Extract
....

# Post-Neuter Potty training problems??



## CM Katie (Sep 28, 2005)

I think I heard that after they get neutered they sometimes forget where to go potty, is that right?
When Carl's in the kitchen he knows to go on his pads. But yesterday we were laying on the floor in the living room and he just squatted and peed on my fleece blanket. He looked really confused and upset, but I think it's because he just got neutered the day before.
Then just now I'm in the dining room on my lap top and he squatted right next to me and peed. He seemed to know what he was doing was wrong though, cuz when I saw him going he tried to run away (and kept peeing while he ran :roll: )

So is it normal for him to be having potty training issues?


----------



## *Tiffany* (Sep 27, 2005)

when rocky got nuetered i had to re-train him completely he totally "forgot" what to do and where to go. its been 2 months since then and he is perfect even better than before he got nuetered, he never makes mistakes and now he even sleeps with me the whole night and holds it until i get up.


----------



## foxywench (Feb 7, 2005)

yes for a little while after, hes also still gonna be sore and try to hold it as long as possible to save himself the extra owies and unfortunatly theres only so long they can hold it and then accidents happen...so it could be that...if after a week or so hes sitll haveing some issues revert back to the origional potty training you did as a refresher course...


----------



## CM Katie (Sep 28, 2005)

Thanks guys, for both your responses. :wave:


----------



## MyTank (Sep 8, 2005)

My friends pup had the same problem after he got neutered. But I think he's ok now.

Tank also did the same thing. He seemed to go backwards in his training. But my boyfriend and I have really gotten better about taking Tank outside instead of using just the potty pads. Tank has really done well. He has a few accidents here and there, but goes potty everytime we take him out right away. It's great! And the house smells better! He just loves doing his thing in the grass lol.


----------



## Linariel (Feb 21, 2006)

That's really interesting. I've never heard of that.

Is it the same for female dogs?

My girl wasn't reliable when she was spayed, so nothing really changed. :roll:


----------



## MyTank (Sep 8, 2005)

Both of my large female dogs were spayed. They didn't have any potty problems. I've heard boys usually have problems after...what a surprise LOL. Men are such babies!


----------

....

Recorded information
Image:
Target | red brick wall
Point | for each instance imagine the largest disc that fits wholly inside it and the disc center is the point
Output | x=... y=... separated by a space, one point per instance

....

Do this
Copy out the passage from the forum thread about potty training after neutering, starting with the words "My girl wasn't" and ending after the words "are such babies!".

Written response
My girl wasn't reliable when she was spayed, so nothing really changed. :roll:


----------



## MyTank (Sep 8, 2005)

Both of my large female dogs were spayed. They didn't have any potty problems. I've heard boys usually have problems after...what a surprise LOL. Men are such babies!